== What the task asks ==
Please return all of the records below word for word, leaving out the pictures.
## Begin Task material
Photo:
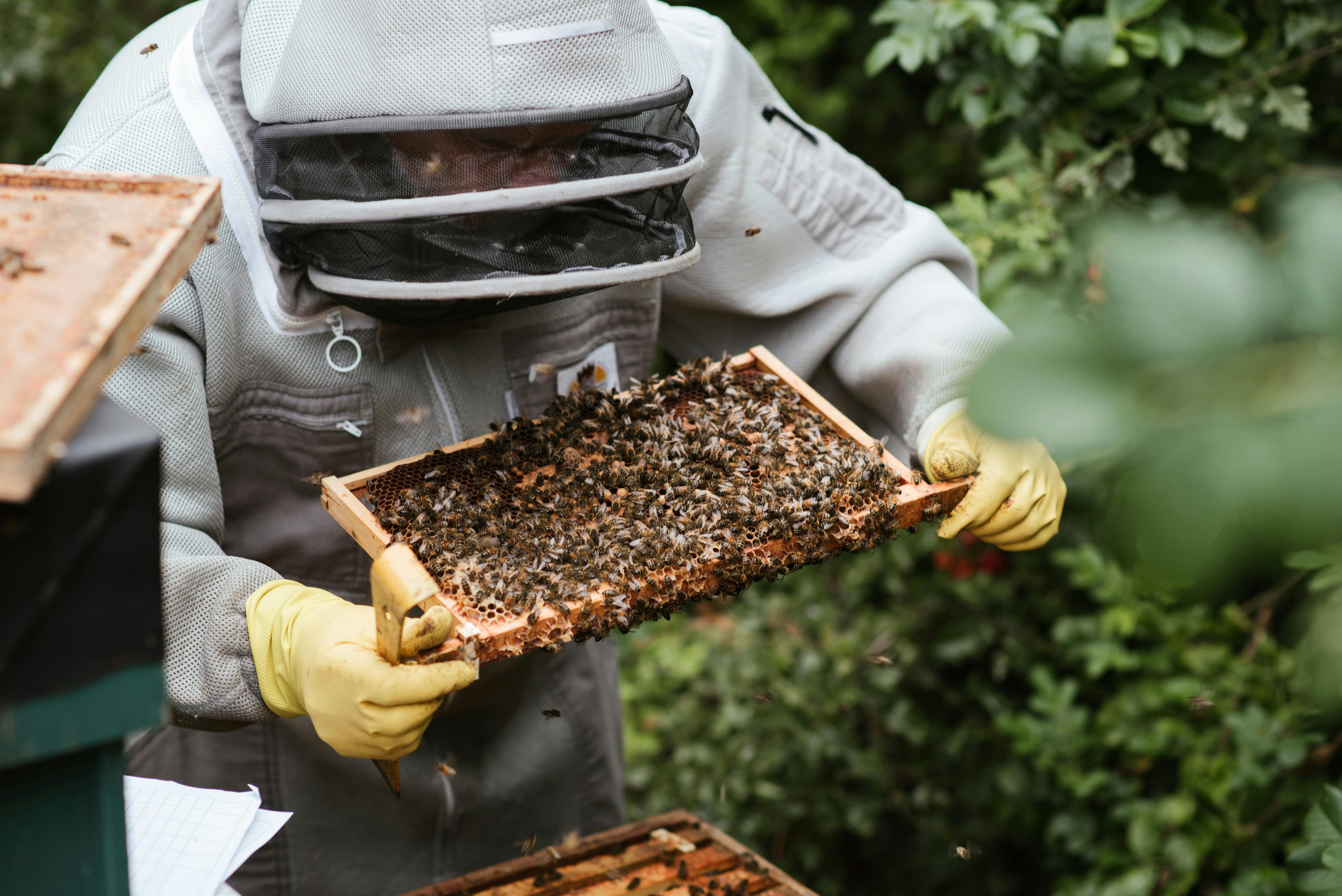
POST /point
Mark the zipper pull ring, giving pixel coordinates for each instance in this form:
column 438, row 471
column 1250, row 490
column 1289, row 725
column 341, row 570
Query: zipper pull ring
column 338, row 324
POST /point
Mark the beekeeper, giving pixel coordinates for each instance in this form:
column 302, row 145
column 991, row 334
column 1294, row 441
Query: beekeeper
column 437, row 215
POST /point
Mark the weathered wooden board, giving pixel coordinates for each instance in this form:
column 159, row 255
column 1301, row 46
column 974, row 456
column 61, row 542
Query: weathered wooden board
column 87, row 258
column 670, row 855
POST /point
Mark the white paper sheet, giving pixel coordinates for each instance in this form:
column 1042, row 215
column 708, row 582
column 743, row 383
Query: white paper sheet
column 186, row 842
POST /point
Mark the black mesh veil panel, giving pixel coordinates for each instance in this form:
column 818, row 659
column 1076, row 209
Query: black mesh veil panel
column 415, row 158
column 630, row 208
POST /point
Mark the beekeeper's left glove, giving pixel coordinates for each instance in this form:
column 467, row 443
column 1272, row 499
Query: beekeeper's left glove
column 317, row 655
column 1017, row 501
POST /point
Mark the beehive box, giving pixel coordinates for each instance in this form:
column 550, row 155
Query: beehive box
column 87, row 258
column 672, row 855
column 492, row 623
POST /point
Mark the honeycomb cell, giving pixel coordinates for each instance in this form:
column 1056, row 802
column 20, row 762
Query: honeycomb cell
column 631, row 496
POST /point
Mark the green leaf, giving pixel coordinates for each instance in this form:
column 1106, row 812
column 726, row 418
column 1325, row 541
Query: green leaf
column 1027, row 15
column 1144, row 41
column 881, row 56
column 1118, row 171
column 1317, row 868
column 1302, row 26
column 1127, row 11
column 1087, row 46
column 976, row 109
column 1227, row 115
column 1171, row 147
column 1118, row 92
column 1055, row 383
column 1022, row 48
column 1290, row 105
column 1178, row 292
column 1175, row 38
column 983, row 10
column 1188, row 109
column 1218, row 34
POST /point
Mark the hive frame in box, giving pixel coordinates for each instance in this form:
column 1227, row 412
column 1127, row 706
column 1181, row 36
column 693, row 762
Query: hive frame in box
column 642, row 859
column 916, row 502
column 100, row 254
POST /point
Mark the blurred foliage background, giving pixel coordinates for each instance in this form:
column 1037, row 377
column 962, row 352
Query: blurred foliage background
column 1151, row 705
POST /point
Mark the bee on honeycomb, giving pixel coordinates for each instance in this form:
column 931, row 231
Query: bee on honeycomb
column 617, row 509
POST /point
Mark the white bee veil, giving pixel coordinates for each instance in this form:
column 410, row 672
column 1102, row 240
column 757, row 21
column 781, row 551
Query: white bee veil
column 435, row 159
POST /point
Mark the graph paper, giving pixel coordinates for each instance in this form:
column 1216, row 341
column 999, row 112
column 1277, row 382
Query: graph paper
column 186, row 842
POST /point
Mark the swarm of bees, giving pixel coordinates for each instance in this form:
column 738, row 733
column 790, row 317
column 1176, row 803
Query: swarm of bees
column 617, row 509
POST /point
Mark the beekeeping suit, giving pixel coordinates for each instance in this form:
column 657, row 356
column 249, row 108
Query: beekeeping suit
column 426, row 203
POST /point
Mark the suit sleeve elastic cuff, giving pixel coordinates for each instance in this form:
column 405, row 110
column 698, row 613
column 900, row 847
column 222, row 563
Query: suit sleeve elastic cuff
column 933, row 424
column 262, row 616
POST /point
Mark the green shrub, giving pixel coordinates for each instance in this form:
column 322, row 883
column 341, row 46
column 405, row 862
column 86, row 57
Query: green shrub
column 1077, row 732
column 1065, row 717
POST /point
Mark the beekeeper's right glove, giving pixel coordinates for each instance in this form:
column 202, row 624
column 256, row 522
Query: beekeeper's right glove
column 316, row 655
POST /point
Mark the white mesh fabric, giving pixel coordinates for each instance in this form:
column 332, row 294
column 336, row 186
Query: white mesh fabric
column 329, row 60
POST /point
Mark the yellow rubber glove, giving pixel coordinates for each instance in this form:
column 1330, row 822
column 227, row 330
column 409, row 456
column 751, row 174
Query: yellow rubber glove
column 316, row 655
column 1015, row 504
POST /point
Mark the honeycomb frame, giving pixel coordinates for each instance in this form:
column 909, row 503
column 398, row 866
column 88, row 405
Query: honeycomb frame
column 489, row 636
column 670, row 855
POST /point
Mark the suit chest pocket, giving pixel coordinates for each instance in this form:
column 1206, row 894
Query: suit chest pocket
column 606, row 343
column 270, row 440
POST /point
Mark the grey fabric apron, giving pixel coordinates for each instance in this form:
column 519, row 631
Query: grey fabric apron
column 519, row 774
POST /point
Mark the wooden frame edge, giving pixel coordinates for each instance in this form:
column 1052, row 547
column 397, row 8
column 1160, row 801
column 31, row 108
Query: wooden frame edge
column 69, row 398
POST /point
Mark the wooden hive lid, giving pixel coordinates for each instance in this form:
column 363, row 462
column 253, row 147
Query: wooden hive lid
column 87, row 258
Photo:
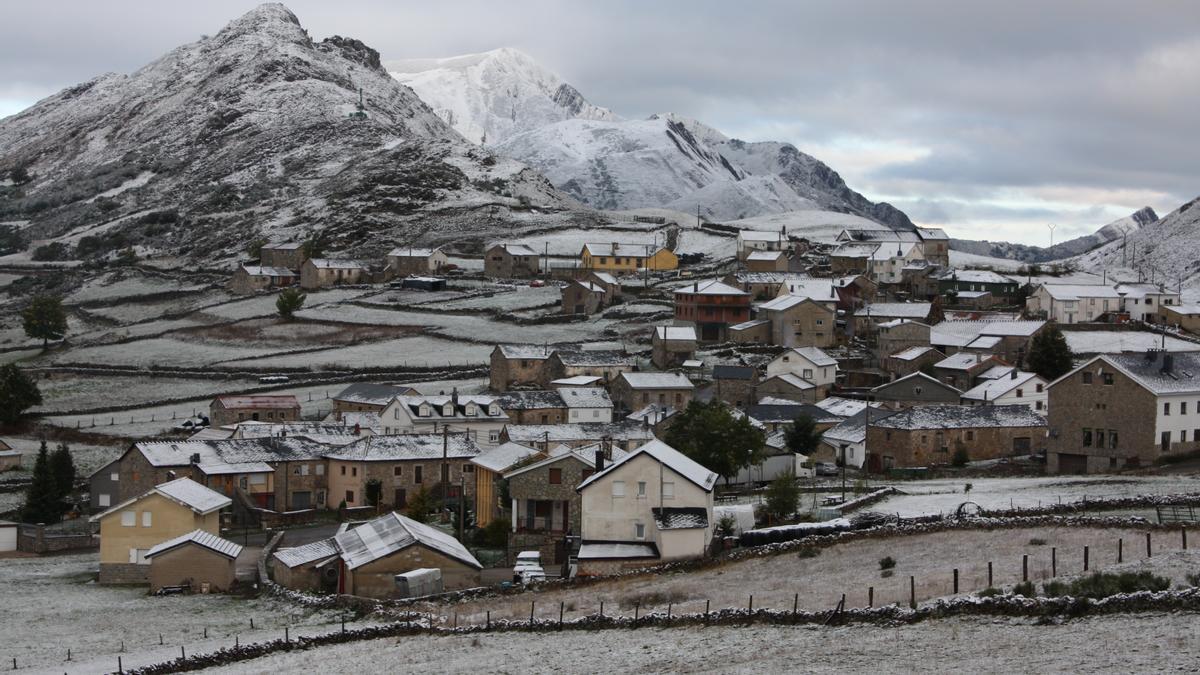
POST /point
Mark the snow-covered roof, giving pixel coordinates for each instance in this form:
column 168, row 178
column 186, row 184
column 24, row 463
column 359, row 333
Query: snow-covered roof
## End Task material
== Answer to the exercise ==
Photo:
POST /point
Mark the zipper pull ring, giving pixel coordinates for each instance in this form:
column 438, row 471
column 1250, row 490
column 1289, row 725
column 341, row 570
Query: zipper pull ring
column 338, row 324
POST /point
Mark the beekeeper, giving pixel coordinates for each instance in this form:
column 302, row 145
column 991, row 334
column 1294, row 441
Query: beekeeper
column 437, row 215
POST /point
Mark the weathered wooden board, giving pixel coordinates for each instance in this form:
column 159, row 255
column 1301, row 46
column 974, row 456
column 61, row 542
Query: weathered wooden board
column 87, row 258
column 670, row 855
POST /point
Mark the white paper sheet, giving pixel coordinates for each instance in this form:
column 1042, row 215
column 708, row 582
column 743, row 383
Query: white paper sheet
column 186, row 842
POST /point
Mark the black mesh veil panel, giving pixel coordinates for each instance in this form:
column 818, row 659
column 1076, row 209
Query: black mesh veil panel
column 415, row 158
column 630, row 208
POST /point
Mark the beekeeper's left glove, giving pixel coordinates for each instance in this form:
column 467, row 443
column 1272, row 499
Query: beekeeper's left glove
column 317, row 655
column 1017, row 501
POST /point
Mark the beehive box, giving pixel coordinates for each instance in this form:
column 550, row 155
Query: beehive box
column 87, row 258
column 672, row 855
column 492, row 623
POST /point
Mark the honeycomb cell, giving pixel coordinates for each instance in this form:
column 1056, row 802
column 20, row 762
Query: honeycomb cell
column 631, row 496
POST /point
Mark the green leaf, giving pixel coordinates for each instance in this form:
column 1106, row 812
column 726, row 418
column 1325, row 541
Query: green leaf
column 1027, row 15
column 1144, row 41
column 881, row 56
column 1118, row 171
column 1317, row 868
column 1302, row 26
column 1127, row 11
column 1087, row 46
column 976, row 109
column 1227, row 115
column 1171, row 147
column 1118, row 92
column 1055, row 383
column 1022, row 48
column 1290, row 105
column 1178, row 292
column 1175, row 38
column 983, row 10
column 1188, row 109
column 1218, row 34
POST /point
Mark the hive frame in box, giving pixel coordinates for each instance in this form:
column 1227, row 412
column 1127, row 706
column 1181, row 36
column 693, row 762
Query: hive frame in box
column 642, row 859
column 916, row 502
column 100, row 254
POST /point
Mark the blurred foliage background, giving pixel coordinates for each instance in this form:
column 1037, row 377
column 962, row 352
Query: blurred foliage background
column 1151, row 705
POST /point
Mark the bee on honeycomb, giving pixel coordinates for each instance in this form:
column 931, row 231
Query: bee on honeycomb
column 617, row 509
POST /point
Mark the white bee veil, giving pixel coordinates for each instance in this form:
column 410, row 672
column 1102, row 240
column 757, row 21
column 781, row 551
Query: white bee veil
column 435, row 159
POST /point
Mark the graph paper, giving pixel coordinates for each instance in this form:
column 1216, row 341
column 999, row 112
column 1277, row 382
Query: graph paper
column 186, row 842
POST /point
Mark the swarm of bees, giving pixel coordinates for each instance in this form:
column 738, row 733
column 790, row 317
column 1176, row 803
Query: swarm of bees
column 617, row 509
POST /point
Mark the beekeeping suit, giving pixel coordinates for each instance in this form:
column 657, row 356
column 249, row 108
Query: beekeeping suit
column 426, row 203
POST /point
Mark the suit sleeve elastic cuff, giving pixel coordinates for each instance in this form:
column 405, row 110
column 698, row 613
column 900, row 847
column 222, row 563
Query: suit sleeve elastic cuff
column 933, row 424
column 262, row 616
POST /point
Mark the green shrub, giving pixel coordinates for each instance in this form:
column 322, row 883
column 341, row 46
column 405, row 862
column 86, row 57
Query: green shrub
column 1077, row 732
column 1065, row 717
POST /point
Mark the beekeeper's right glove, giving pixel coordinates for each instance in this form:
column 202, row 624
column 256, row 522
Query: beekeeper's right glove
column 316, row 655
POST /point
Mark the white mesh fabric, giving pixel coordinates for each instance in this form:
column 332, row 294
column 336, row 186
Query: white mesh fabric
column 329, row 60
POST /point
Mark the yellow rubber glove, giving pixel coordinates for each instance in this form:
column 1330, row 822
column 227, row 330
column 409, row 456
column 751, row 174
Query: yellow rubber glove
column 316, row 655
column 1015, row 504
POST /point
Mark the honeycomb frame, giving pixel coordinates for each instance in this form:
column 909, row 503
column 398, row 866
column 88, row 405
Query: honeycomb frame
column 489, row 636
column 670, row 855
POST /point
Mark the suit chest pocket, giving pixel coordinates for each instance in this form:
column 1206, row 894
Query: suit chest pocket
column 606, row 343
column 270, row 440
POST /point
Mark the grey fabric apron, giving pixel coordinates for each instance in this form:
column 519, row 631
Query: grey fabric apron
column 519, row 774
POST /point
Mark the wooden frame edge, giving pixel coordinates for each instance in this form:
column 1052, row 547
column 397, row 8
column 1160, row 801
column 31, row 108
Query: wooden frame edge
column 69, row 398
POST /point
Mark the wooden hive lid, giving pixel coordinates for each instance in this form:
column 363, row 462
column 253, row 147
Query: wooden hive lid
column 87, row 258
Photo:
POST /point
Mark the snow-covered roof, giving pixel coordinates for each instance in this form:
column 168, row 178
column 186, row 184
column 24, row 463
column 359, row 333
Query: snow-covered roof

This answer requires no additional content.